* Exercise instructions
1. In the article on Michael Byers's return to Canada, what chair did he bring with him to Vancouver?
2. Write the next part of the article on Michael Byers's return to Canada, starting after its last sentence.

* Reading text
◆ ◆ ◆

UBC Reports | Vol. 50 | No. 8 | Sep.
2, 2004
The Return of the Native
After more than a decade abroad, international law expert
Michael Byers has come home to western Canada. But will the
new academic director of the Liu Institute for Global Issues
see the world differently now that he’s far from the
centres of political power?
By Michelle Cook
Michael Byers knows that any story written about him is likely
to start off like this: he left Canada more than a decade
ago to pursue an academic career in international law and
global politics, first in England at Cambridge and then Oxford,
followed by a five-year stint at Duke University in Durham,
North Carolina where he headed up the university’s highly
regarded Center for Canadian Studies. During that time, he
gained an international reputation for his contributions to
public and foreign policy debates and issues such as human
rights and arms control.
“Anna Maria Tremonti at the CBC called me a poster
boy for the Canadian brain drain,” Byers laughs. “But
Canada has always been home. I’ve been living out of
the country for the last 12 years but I felt a strong pull
back.”
That pull, in large part, was the promise of a new era for
Canada on the world stage.
“Canada is uniquely placed as a role model for the
rest of the world as to what is possible in terms of a multi-cultural,
multi-ethnic social welfare state that can co-operate with
other countries in a constructive, multilateral way,”
says Byers.
Observing the post-9/11 world and Canada’s role in
it from south of the border has been professionally exciting
but personally difficult for Byers. Part of his reason for
moving to Vancouver is the feeling that he can best help Canada
respond to emerging global issues from home.
Judging from his first few weeks at UBC, Byers, 38, hasn’t
been content to slip quietly back across the 49th parallel.
Since arriving in Vancouver earlier this summer with his
wife, two young sons and a new Canada Research Chair in global
politics and international law, he has written for the Globe
and Mail, appeared on CTV’s Canada AM and given numerous
interviews. In his low-key but highly persuasive style, he’s
been raising issues such as the effects climate change could
have on Canada’s bilateral water treaty with the U.S.
and on shipping activity in the Northwest Passage.

◆ ◆ ◆

(Excerpts of location labeling data)
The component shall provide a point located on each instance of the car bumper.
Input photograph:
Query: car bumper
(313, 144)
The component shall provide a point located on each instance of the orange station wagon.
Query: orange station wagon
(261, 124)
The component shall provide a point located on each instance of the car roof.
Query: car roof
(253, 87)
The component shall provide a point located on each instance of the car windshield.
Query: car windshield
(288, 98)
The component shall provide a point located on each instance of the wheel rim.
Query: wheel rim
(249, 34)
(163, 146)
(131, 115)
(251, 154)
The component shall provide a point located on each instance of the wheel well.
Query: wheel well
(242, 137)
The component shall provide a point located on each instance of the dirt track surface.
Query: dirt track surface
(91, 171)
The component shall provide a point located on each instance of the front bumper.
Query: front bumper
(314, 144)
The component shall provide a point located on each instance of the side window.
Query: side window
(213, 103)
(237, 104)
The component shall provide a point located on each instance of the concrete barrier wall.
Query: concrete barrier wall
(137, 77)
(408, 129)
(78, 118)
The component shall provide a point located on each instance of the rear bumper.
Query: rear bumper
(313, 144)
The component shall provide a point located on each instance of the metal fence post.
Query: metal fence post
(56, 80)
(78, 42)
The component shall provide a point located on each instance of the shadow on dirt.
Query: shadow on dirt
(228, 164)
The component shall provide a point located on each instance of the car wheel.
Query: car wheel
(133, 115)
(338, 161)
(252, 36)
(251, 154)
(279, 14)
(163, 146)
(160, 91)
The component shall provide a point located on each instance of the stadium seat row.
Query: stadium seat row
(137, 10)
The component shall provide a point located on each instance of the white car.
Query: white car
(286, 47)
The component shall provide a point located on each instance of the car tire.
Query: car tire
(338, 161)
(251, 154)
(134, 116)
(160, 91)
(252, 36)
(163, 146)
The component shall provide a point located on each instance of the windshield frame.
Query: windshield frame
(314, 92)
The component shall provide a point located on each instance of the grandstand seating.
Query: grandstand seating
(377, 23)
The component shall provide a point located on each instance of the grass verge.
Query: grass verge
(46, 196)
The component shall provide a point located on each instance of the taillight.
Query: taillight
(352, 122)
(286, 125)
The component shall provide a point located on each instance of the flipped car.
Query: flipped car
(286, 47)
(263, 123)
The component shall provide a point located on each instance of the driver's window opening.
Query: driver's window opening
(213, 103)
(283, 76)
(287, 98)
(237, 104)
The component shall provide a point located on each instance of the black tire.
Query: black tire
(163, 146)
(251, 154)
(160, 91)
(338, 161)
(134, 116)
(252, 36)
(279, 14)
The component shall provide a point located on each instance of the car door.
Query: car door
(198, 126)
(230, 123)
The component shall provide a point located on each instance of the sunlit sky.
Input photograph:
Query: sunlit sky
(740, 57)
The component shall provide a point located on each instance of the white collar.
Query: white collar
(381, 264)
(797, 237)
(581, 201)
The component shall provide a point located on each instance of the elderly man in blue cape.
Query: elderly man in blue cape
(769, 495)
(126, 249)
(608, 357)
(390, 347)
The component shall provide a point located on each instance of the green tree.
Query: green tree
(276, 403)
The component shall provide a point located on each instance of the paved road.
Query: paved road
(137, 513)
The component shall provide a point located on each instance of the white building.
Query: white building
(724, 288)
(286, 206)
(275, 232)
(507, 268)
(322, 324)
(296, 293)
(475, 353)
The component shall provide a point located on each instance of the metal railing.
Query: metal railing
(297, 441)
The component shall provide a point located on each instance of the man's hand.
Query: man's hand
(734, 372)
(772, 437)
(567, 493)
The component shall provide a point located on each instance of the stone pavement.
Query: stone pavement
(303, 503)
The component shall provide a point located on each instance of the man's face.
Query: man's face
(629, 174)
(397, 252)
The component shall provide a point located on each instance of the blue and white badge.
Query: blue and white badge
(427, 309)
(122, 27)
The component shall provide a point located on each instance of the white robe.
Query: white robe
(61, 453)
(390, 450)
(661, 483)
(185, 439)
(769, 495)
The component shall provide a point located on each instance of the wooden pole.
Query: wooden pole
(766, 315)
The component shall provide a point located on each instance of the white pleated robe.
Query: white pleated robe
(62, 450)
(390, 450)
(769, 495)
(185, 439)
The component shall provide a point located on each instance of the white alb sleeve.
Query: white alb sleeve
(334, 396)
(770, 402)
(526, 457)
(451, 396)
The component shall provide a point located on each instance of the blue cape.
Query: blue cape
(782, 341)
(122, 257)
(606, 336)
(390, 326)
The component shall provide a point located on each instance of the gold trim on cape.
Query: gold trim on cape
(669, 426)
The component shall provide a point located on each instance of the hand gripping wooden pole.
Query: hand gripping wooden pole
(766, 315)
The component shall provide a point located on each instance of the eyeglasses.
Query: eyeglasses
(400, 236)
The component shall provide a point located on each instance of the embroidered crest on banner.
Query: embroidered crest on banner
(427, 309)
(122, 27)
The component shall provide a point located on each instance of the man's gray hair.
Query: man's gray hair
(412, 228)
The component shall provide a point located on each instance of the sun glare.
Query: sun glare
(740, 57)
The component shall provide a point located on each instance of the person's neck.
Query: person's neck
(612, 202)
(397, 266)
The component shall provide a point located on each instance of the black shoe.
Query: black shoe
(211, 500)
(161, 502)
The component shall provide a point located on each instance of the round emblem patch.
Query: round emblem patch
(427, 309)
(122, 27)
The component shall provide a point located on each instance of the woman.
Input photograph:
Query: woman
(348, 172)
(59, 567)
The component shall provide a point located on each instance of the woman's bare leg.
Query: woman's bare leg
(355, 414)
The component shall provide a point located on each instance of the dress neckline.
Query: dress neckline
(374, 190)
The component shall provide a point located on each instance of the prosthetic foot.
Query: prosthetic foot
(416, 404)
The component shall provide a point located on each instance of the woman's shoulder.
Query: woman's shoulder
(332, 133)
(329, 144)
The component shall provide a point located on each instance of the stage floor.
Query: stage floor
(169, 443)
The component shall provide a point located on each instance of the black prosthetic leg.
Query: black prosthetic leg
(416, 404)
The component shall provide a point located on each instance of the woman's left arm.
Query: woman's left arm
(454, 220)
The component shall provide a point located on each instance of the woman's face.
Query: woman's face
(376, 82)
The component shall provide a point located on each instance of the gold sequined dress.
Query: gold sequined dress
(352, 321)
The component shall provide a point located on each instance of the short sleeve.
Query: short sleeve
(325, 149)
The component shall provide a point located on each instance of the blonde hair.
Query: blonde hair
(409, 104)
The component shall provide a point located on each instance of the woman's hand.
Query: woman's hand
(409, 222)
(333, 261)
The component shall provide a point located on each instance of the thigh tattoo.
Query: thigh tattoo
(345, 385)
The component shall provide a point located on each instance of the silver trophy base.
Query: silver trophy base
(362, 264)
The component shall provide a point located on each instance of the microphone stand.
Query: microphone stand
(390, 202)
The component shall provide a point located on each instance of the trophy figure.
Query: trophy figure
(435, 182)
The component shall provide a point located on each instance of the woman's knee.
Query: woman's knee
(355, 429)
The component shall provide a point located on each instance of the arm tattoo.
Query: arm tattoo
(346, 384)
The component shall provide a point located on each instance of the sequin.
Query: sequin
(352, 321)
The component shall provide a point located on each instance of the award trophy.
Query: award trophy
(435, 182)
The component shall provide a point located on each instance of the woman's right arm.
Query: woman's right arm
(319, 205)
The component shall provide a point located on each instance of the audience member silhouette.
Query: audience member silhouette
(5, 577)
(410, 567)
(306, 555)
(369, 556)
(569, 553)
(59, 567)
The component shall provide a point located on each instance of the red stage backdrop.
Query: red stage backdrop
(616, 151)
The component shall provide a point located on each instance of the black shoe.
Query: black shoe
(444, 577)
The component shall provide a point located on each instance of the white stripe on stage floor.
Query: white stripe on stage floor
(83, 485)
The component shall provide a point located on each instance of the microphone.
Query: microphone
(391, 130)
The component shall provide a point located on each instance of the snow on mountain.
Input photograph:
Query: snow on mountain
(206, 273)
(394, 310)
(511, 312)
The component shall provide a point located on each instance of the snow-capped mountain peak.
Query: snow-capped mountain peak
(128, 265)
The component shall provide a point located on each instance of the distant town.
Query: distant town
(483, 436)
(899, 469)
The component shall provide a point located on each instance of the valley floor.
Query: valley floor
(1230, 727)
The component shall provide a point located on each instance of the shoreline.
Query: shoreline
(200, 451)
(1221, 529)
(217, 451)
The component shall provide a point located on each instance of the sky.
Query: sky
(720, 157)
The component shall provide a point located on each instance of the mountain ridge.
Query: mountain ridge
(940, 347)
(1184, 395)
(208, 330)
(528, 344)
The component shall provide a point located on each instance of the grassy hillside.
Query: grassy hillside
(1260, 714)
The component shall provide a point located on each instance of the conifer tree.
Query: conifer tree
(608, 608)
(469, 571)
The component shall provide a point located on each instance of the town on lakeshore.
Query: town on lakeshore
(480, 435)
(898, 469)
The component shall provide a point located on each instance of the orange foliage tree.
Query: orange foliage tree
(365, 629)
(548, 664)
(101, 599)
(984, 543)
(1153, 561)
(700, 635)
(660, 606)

◆ ◆ ◆

* Answers to the tasks
1. A new Canada Research Chair in global politics and international law.

2.
Watching him at work in his shady office at the Liu Centre,
dressed casually in dark khakis and comfortably worn golf
shirt, Byers looks and sounds very much like Mr. West Coast.
He’s already done the Grouse Grind, he’d love
to spend more time on the beach with his laptop writing, and
he and his wife recently bought a Toyota Prius gas-electric
hybrid car that they “hope will send a tiny signal to
car manufacturers that times have changed.” He has just
returned from a five-week writing retreat and is keen to talk
about his move to Vancouver.
Before he can do that, Byers excuses himself to take a call
from a national newspaper reporter in Toronto. He slips easily
and eloquently into a conversation on missile defence. He
laughs often and even playfully scolds his caller for failing
to read an article he’d penned on the issue a few weeks
earlier for the reporter’s paper.
Byers knows the media game. You give interviews -- even
two-minute ones at 5 a.m. in the morning -- you make good
contacts, you write editorial pieces with a fresh and informed
perspective that hasn’t been heard before, and you use
your expertise to tell stories journalists can’t.
Byers does it because he wants media to know he’s
here at UBC and available to talk. He sees it as an integral
part of his role as a public intellectual who contributes
“in a meaningful way to long-term thinking” by
identifying the issues that are going to be big a few years
down the road and providing possible answers.
The public outreach work also complements Byers’ goal
of shaping the Liu Institute into a powerful intellectual
think tank like the Brookings Institution [the renowned, oft-cited
think tank in Washington, D.C.] and, in the process, put UBC
on the world map as a hugely influential public policy university.
“That’s how I see the Liu Institute. I would
want it to be at the forefront of all the major foreign policy
debates in Canada in the future as well as some of the truly
global debates regardless of whether they involve Canada in
any substantial way.”
Byers grew up in Ottawa speaking English and German (his
mother was a first-generation immigrant) but his passion for
international law and global politics was nurtured in the
unlikely locale of rural Saskatchewan. As he explains it,
the summers he spent on his grandparents’ farm as a
boy were a valuable prerequisite for his future studies.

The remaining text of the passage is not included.